Aim of the task ->
Rewrite the lines below as a numbered list, omitting any blank lines and excluding the pictures.
------------------------------------
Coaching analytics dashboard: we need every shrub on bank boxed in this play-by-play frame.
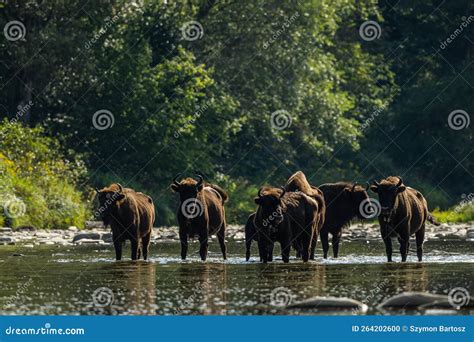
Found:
[0,120,90,229]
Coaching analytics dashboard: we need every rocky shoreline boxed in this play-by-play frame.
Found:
[0,221,474,248]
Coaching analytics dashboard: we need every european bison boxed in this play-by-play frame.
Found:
[285,171,326,260]
[319,182,370,259]
[370,176,439,262]
[254,188,319,263]
[171,174,228,261]
[96,183,155,260]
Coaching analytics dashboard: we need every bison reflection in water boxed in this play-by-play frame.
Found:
[171,174,228,261]
[96,183,155,260]
[370,176,439,262]
[254,188,319,262]
[319,182,369,259]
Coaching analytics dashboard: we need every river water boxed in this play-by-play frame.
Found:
[0,240,474,315]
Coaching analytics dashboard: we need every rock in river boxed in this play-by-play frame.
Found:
[0,236,15,245]
[72,233,100,242]
[287,297,367,312]
[379,292,466,309]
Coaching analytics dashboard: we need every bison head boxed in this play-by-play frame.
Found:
[370,177,406,222]
[95,183,125,226]
[344,183,370,219]
[255,188,285,233]
[171,174,204,219]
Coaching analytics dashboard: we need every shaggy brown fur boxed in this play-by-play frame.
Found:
[254,188,319,262]
[319,182,369,259]
[285,171,326,260]
[171,176,229,260]
[285,171,326,260]
[96,183,155,260]
[370,176,439,262]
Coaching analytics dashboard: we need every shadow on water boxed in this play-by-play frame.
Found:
[0,242,474,315]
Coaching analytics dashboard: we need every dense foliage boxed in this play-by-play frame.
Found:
[0,120,90,228]
[0,0,474,226]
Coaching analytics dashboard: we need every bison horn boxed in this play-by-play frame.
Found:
[196,175,204,188]
[397,176,403,188]
[173,172,181,185]
[280,186,286,198]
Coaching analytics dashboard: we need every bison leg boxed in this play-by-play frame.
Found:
[267,241,275,262]
[245,239,254,261]
[383,236,392,262]
[415,224,425,261]
[398,236,410,262]
[113,238,122,260]
[142,231,151,260]
[320,231,329,260]
[332,232,342,258]
[309,231,318,260]
[179,231,188,260]
[199,234,209,261]
[280,239,291,263]
[257,236,268,264]
[217,224,227,260]
[130,237,139,260]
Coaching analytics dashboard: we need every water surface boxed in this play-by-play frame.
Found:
[0,241,474,315]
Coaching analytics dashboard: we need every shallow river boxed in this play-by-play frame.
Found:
[0,240,474,315]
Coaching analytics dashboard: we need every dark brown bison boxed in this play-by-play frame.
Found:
[171,175,228,260]
[96,183,155,260]
[245,213,273,261]
[285,171,326,260]
[254,187,319,263]
[319,182,370,259]
[370,176,439,262]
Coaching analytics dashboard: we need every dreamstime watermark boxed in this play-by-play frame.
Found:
[448,287,471,309]
[4,278,33,307]
[5,323,86,335]
[359,198,382,219]
[352,279,390,314]
[181,20,204,42]
[359,20,382,42]
[439,15,474,50]
[270,286,295,307]
[270,109,292,131]
[173,102,210,139]
[84,14,120,50]
[92,109,115,131]
[262,208,285,227]
[174,282,209,315]
[3,197,26,219]
[181,198,204,219]
[448,109,471,131]
[263,12,300,50]
[92,287,114,307]
[3,20,26,42]
[359,105,387,132]
[447,192,474,220]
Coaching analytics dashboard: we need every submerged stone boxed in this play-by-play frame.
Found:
[379,292,468,309]
[72,233,101,242]
[287,296,367,312]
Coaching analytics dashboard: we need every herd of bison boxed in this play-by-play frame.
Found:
[96,171,439,263]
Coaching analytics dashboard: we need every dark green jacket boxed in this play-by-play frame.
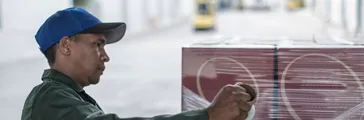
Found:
[21,69,208,120]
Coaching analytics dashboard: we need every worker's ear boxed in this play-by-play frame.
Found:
[58,36,72,56]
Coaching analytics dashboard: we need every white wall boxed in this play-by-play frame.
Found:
[1,0,72,31]
[0,0,193,33]
[315,0,364,35]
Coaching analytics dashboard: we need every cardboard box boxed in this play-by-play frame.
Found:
[182,37,364,120]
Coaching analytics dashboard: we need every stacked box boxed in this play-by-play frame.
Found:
[182,37,364,120]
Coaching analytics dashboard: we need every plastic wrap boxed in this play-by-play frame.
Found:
[182,36,364,120]
[182,86,255,120]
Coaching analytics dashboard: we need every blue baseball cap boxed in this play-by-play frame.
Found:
[35,7,126,54]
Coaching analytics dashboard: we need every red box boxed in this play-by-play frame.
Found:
[182,46,274,120]
[278,46,364,120]
[182,42,364,120]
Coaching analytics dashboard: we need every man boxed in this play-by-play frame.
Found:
[22,7,255,120]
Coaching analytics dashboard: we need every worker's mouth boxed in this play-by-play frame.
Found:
[97,66,105,75]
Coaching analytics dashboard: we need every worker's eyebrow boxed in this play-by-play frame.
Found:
[98,37,106,44]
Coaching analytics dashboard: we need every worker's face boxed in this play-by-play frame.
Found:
[70,34,110,85]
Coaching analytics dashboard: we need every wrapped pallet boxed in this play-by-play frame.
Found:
[182,38,364,120]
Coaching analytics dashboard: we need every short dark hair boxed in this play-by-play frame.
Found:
[45,34,78,67]
[45,45,57,66]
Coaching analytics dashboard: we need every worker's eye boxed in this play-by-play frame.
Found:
[96,42,102,47]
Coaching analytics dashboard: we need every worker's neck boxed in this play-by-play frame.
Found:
[51,63,87,88]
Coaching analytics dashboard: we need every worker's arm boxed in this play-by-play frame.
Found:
[40,89,208,120]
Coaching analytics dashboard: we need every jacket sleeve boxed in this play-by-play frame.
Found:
[42,90,208,120]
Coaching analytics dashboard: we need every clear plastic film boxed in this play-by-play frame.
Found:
[182,86,255,120]
[182,37,364,120]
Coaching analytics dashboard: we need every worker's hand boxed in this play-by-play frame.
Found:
[208,83,256,120]
[233,83,257,120]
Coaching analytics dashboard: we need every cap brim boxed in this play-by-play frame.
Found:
[82,22,126,44]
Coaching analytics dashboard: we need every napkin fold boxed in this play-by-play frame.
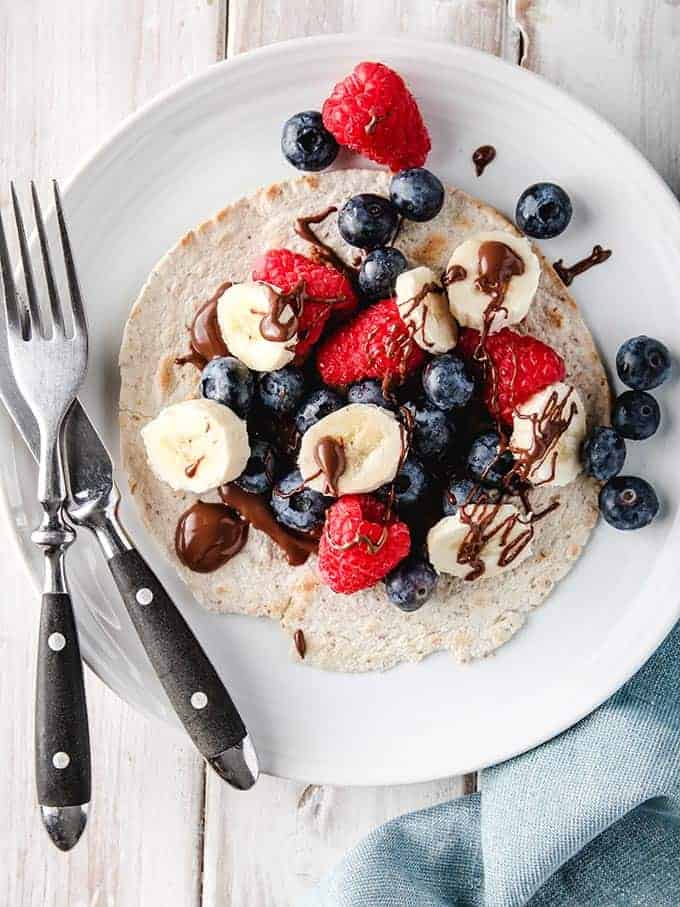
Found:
[303,624,680,907]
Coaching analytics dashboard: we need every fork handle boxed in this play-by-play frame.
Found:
[35,592,91,806]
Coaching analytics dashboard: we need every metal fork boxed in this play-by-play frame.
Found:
[0,181,91,850]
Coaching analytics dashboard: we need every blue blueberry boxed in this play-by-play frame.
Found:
[442,476,500,516]
[406,403,456,460]
[423,353,475,411]
[359,246,408,299]
[385,555,437,611]
[468,431,514,488]
[295,387,345,435]
[583,425,626,482]
[236,441,277,494]
[260,365,305,416]
[272,469,333,532]
[338,192,399,249]
[390,167,444,221]
[281,110,340,170]
[201,356,255,418]
[515,183,572,239]
[347,378,394,409]
[616,334,671,391]
[612,391,661,441]
[600,476,659,529]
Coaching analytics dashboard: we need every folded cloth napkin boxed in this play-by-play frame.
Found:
[304,624,680,907]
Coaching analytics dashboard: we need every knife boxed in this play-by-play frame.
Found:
[0,372,259,790]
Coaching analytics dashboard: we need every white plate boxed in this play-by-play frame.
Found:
[1,36,680,784]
------------------------------------
Response for this exercise ->
1. Coaching analytics dashboard: we need every shrub on bank boxed in this play-by-play frame.
2. Found:
3. [0,120,90,229]
4. Coaching analytics dashboard: we need every rocky shoreline boxed in this play-by-play frame.
5. Found:
6. [0,221,474,248]
7. Coaching analytics dashboard: we need every european bison boxed in this play-by-play frame.
8. Found:
9. [285,171,326,260]
10. [319,182,370,259]
11. [370,176,439,262]
12. [254,188,319,263]
13. [171,174,228,261]
14. [96,183,155,260]
15. Coaching analytics dashboard: we need every bison reflection in water boxed in this play-by-play frame.
16. Found:
17. [171,174,228,261]
18. [96,183,155,260]
19. [370,176,439,262]
20. [254,188,319,262]
21. [319,182,369,259]
22. Coaching analytics dashboard: we need every river water boxed in this play-by-play frame.
23. Found:
24. [0,240,474,315]
25. Coaching analytics dashboard: we need every rock in river boxed in this play-by-play frame.
26. Found:
27. [0,236,15,245]
28. [72,233,100,242]
29. [287,297,367,312]
30. [379,292,466,309]
31. Coaching analytics dashboard: we need every bison head boxed in this play-by-play frame.
32. Found:
33. [370,177,406,222]
34. [95,183,125,226]
35. [344,183,370,219]
36. [255,188,285,233]
37. [171,174,204,219]
38. Coaching analytics dashboard: we need every shaggy brown fur boxed in this play-by-play frame.
39. Found:
40. [254,188,319,262]
41. [319,182,369,259]
42. [285,171,326,260]
43. [171,176,229,260]
44. [285,171,326,260]
45. [96,183,155,260]
46. [370,176,439,262]
47. Coaching analytics dashboard: we need every shadow on water boxed in this play-by-play frame.
48. Found:
49. [0,242,474,315]
50. Coaching analytics dashboard: we need every dense foliage boxed in this play-by-play frame.
51. Found:
52. [0,120,90,228]
53. [0,0,474,226]
54. Coaching analytics dashboard: we need every bison horn boxed in this play-by-play frame.
55. Found:
56. [196,175,204,188]
57. [397,176,403,188]
58. [173,172,181,185]
59. [280,186,286,198]
60. Coaching analytics dashboard: we need every bison leg boxed in this play-by-play frame.
61. Found:
62. [267,241,275,262]
63. [245,239,254,261]
64. [383,236,392,262]
65. [415,224,425,261]
66. [398,236,410,262]
67. [113,238,122,260]
68. [142,231,151,260]
69. [320,231,329,260]
70. [332,232,342,258]
71. [309,231,318,260]
72. [179,231,188,260]
73. [199,234,209,261]
74. [280,239,291,263]
75. [257,236,268,264]
76. [217,224,227,260]
77. [130,237,139,260]
78. Coaching analytics dashboard: we need every water surface boxed in this play-by-play frame.
79. Found:
80. [0,241,474,315]
81. Coaching analytics dashboard: we need every shallow river boxed in this play-by-play frame.
82. Found:
83. [0,240,474,315]
84. Coaching analytics dashboard: we need every dark brown bison boxed in this play-by-play frame.
85. Found:
86. [171,175,228,260]
87. [96,183,155,260]
88. [245,213,273,261]
89. [285,171,326,260]
90. [254,187,319,263]
91. [319,182,370,259]
92. [370,176,439,262]
93. Coaching analytics dashboard: we need every dreamstime watermark boxed in this play-by-play frame.
94. Found:
95. [448,287,471,309]
96. [4,278,33,307]
97. [5,323,86,335]
98. [359,198,382,219]
99. [352,279,390,314]
100. [181,20,204,42]
101. [359,20,382,42]
102. [439,15,474,50]
103. [270,286,295,307]
104. [270,109,292,131]
105. [173,102,210,139]
106. [84,14,120,50]
107. [92,109,115,131]
108. [262,208,285,227]
109. [174,282,209,315]
110. [3,197,26,219]
111. [181,198,204,219]
112. [448,109,471,131]
113. [263,12,300,50]
114. [92,287,114,307]
115. [3,20,26,42]
116. [359,105,387,132]
117. [447,192,474,220]
118. Coaching analytics dashboard: we need every submerged stone boxed in this play-by-play frame.
119. Found:
120. [379,292,468,309]
121. [72,233,101,242]
122. [287,296,367,312]
123. Coaching analytics dashboard: we need every herd of bison boxed in this play-by-play frame.
124. Found:
125. [96,171,439,263]
126. Coaching analytics dashboard: we need every dark green jacket boxed in this play-by-play frame.
127. Found:
128. [21,69,208,120]
129. Coaching analytics dashboard: we need every worker's ear boxed in this play-by-play frame.
130. Found:
131. [58,36,72,56]
132. Coaching analytics dashboard: we need every white wall boxed in this play-by-play frame.
133. Found:
134. [1,0,72,31]
135. [0,0,193,33]
136. [315,0,364,35]
137. Coaching analytics dashboard: we need every cardboard box boxed in this play-by-play frame.
138. Found:
139. [182,37,364,120]
140. Coaching analytics dashboard: we need every stacked box boxed in this play-by-play frame.
141. Found:
142. [182,37,364,120]
143. Coaching analytics dashboard: we need every plastic wrap boxed in this play-by-play frame.
144. Found:
145. [182,36,364,120]
146. [182,86,255,120]
147. Coaching analytics dashboard: we need every blue baseball cap boxed in this play-by-play frame.
148. Found:
149. [35,7,126,54]
150. Coaching analytics dashboard: we need every red box boxed in this play-by-play frame.
151. Found:
152. [182,46,274,120]
153. [278,46,364,120]
154. [182,42,364,120]
155. Coaching analytics dashboard: we need every man boxed in this play-by-play frame.
156. Found:
157. [22,7,255,120]
158. Coaching analytics dashboard: we need every worker's mouth boxed in this play-by-play frame.
159. Found:
160. [97,66,105,75]
161. Coaching analytics dashboard: we need every worker's eyebrow boxed in this play-by-play frame.
162. Found:
163. [98,37,106,44]
164. Coaching analytics dashboard: we need every worker's face boxed in this play-by-play frame.
165. Found:
166. [70,34,110,85]
167. Coaching analytics dashboard: we need every wrapped pallet boxed in this play-by-play frame.
168. Found:
169. [182,38,364,120]
170. Coaching analytics dashboard: we need every short dark hair boxed in this play-by-play frame.
171. Found:
172. [45,34,78,67]
173. [45,45,57,66]
174. Coaching analytics dashboard: we need every worker's eye boxed in this play-by-play frame.
175. Found:
176. [96,42,102,47]
177. Coaching analytics dashboard: we need every worker's neck boxed in this play-by-play frame.
178. Found:
179. [51,63,87,88]
180. Coaching analytics dashboard: we need every worker's arm boxed in this play-by-play frame.
181. Found:
182. [40,89,208,120]
183. Coaching analytics dashboard: we need every jacket sleeve boxed in this play-by-play frame.
184. Found:
185. [42,90,208,120]
186. Coaching analytics dashboard: we need every clear plastic film boxed in this play-by-play frame.
187. Found:
188. [182,86,255,120]
189. [182,37,364,120]
190. Coaching analytics dashboard: we need every worker's hand boxed in this play-by-play frame.
191. Found:
192. [208,83,256,120]
193. [233,83,257,120]
194. Coaching analytics dashboard: we need every cap brim boxed in this play-by-play frame.
195. Found:
196. [82,22,126,44]
197. Coaching analytics dashboard: we need every napkin fold boxed in this play-by-play frame.
198. Found:
199. [303,624,680,907]
200. Coaching analytics dashboard: we need every fork handle boxed in this play-by-play frame.
201. Found:
202. [35,592,91,806]
203. Coaching analytics dashboard: we need every metal fork boxed in this play-by-play frame.
204. Found:
205. [0,181,91,850]
206. Coaching analytics dashboard: we need every blue blueberry boxed in this play-by-play frame.
207. Found:
208. [442,476,500,516]
209. [406,403,456,460]
210. [423,353,475,411]
211. [359,246,408,299]
212. [385,555,437,611]
213. [468,431,514,488]
214. [295,387,345,435]
215. [583,425,626,482]
216. [236,441,277,494]
217. [260,365,305,416]
218. [272,469,333,532]
219. [338,192,399,249]
220. [390,167,444,221]
221. [281,110,340,170]
222. [201,356,255,418]
223. [515,183,572,239]
224. [347,378,394,409]
225. [616,334,671,391]
226. [612,391,661,441]
227. [600,476,659,529]
228. Coaching analytics dashboard: we need every folded cloth napkin boxed in this play-by-play frame.
229. Found:
230. [304,624,680,907]
231. Coaching analytics dashboard: we need every knife boxed in this play-by-play frame.
232. Found:
233. [0,372,259,790]
234. Coaching analytics dashboard: we need every white plate boxed in this play-by-play frame.
235. Found:
236. [1,36,680,784]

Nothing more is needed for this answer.